TASK DETAILS:
Everything from the line with "Target: blue sky" to the last line of the material below is what to reproduce, exactly and with no other lines.

DATA SUPPLIED:
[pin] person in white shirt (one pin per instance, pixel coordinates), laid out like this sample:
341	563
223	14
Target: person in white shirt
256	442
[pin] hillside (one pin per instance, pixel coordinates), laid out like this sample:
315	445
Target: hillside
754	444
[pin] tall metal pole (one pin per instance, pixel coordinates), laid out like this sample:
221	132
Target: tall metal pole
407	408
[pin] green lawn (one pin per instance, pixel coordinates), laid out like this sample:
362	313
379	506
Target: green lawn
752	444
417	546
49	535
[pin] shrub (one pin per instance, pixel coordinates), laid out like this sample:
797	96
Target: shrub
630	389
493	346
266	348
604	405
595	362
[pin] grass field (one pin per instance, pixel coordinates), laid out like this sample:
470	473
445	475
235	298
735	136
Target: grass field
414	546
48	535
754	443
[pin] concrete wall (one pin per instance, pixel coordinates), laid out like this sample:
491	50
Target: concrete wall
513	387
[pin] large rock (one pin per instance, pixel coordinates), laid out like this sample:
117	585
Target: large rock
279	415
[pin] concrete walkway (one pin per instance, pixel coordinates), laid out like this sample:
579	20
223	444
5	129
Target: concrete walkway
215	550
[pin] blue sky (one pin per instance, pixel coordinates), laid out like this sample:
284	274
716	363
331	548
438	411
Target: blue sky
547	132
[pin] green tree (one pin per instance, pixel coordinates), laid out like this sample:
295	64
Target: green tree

EXERCISE RESPONSE:
Target: blue sky
547	132
[pin] green tree (one pin per instance, pixel coordinates), laid out like this sample:
295	64
Target: green tree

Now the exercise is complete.